» Material for the task:
==============================

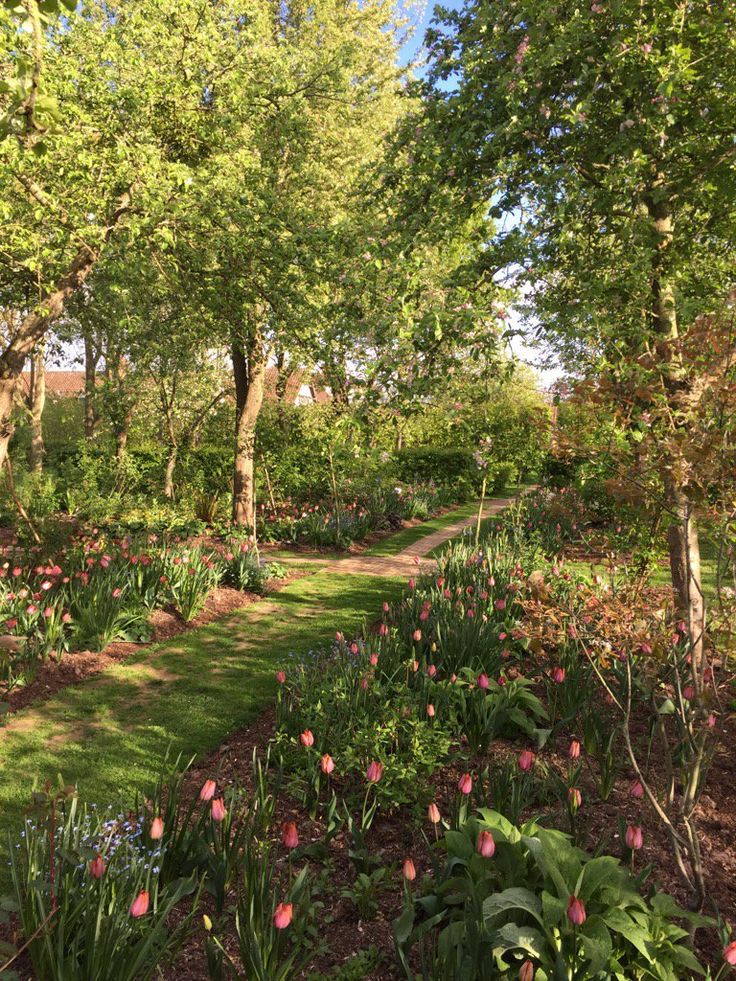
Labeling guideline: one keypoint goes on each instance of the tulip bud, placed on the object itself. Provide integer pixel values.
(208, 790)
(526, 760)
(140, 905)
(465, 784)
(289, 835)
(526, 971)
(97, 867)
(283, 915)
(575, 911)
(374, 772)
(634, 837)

==============================

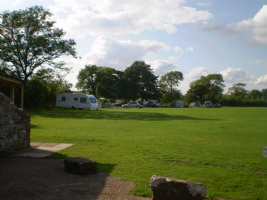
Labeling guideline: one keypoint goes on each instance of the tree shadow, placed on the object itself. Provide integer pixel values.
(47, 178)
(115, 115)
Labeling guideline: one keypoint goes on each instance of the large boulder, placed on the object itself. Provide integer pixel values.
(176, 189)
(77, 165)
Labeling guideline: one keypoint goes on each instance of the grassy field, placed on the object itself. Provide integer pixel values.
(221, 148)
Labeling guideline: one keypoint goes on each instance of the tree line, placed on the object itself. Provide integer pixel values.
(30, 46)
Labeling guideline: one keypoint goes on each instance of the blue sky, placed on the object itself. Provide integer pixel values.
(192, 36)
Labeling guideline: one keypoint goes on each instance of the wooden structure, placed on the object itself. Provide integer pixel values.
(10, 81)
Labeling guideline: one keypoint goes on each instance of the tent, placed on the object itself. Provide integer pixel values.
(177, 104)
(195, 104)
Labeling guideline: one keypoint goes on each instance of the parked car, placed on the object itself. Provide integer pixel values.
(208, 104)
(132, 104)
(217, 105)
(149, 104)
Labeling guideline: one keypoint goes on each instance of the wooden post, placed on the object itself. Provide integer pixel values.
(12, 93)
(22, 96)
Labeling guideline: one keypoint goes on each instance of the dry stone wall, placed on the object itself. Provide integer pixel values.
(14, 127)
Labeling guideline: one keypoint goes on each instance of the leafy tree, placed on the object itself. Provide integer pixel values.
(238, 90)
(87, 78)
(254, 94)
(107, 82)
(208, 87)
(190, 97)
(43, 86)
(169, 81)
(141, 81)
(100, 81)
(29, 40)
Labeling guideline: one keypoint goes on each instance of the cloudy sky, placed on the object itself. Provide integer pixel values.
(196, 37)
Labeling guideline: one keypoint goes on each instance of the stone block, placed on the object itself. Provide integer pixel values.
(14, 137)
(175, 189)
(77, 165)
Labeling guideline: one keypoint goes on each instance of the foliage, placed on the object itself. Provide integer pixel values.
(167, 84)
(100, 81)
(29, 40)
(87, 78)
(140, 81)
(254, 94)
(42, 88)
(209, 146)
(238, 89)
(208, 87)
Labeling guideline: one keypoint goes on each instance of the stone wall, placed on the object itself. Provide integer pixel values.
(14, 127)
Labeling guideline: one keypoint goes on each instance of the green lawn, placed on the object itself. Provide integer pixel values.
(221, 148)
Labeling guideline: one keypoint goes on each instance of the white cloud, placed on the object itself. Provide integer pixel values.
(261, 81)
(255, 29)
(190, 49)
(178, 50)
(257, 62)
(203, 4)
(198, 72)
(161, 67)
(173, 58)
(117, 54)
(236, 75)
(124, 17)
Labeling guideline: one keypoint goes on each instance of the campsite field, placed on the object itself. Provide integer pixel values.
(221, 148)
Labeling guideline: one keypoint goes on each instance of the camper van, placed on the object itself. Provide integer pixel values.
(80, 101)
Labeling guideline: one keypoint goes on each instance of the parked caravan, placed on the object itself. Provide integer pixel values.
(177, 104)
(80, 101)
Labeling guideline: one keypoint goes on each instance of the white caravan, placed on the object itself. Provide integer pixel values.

==============================

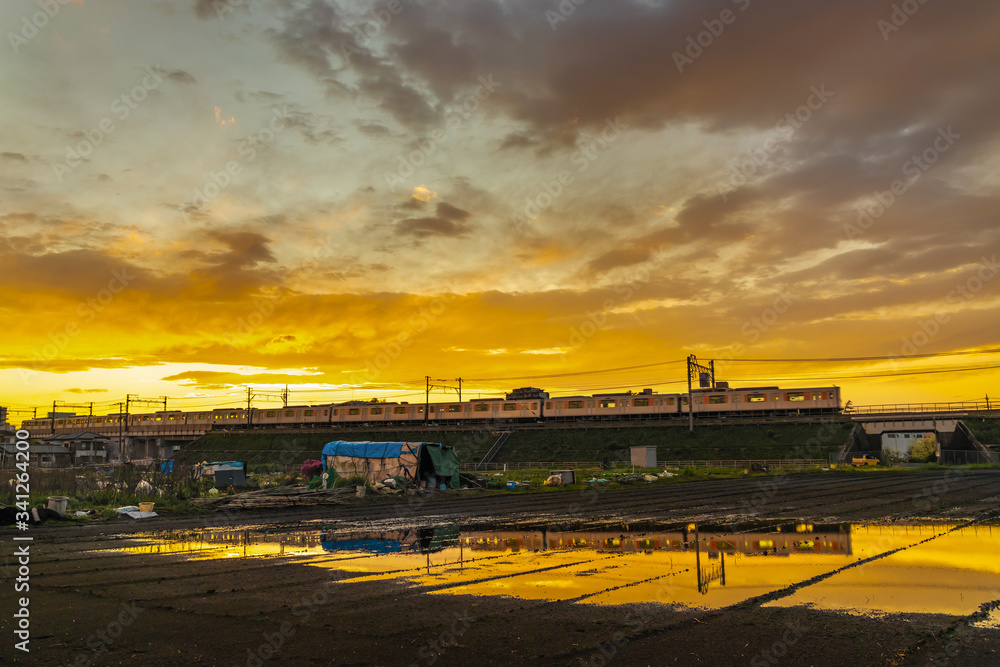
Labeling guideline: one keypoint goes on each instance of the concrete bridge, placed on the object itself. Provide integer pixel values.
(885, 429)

==============================

» Work order: Give only the lines from the one holding "parked caravan, placed" through the one holding "white caravan, placed", each restated exactly as it appears above.

» Exercise response:
Labeling guideline: one keypoint goes on each instance of the parked caravan, placed on the object itself. Provide integer pixel values.
(177, 104)
(80, 101)
Labeling guideline: one keypoint goes on each instance of the white caravan, placed on the object itself. Provide integer pixel values.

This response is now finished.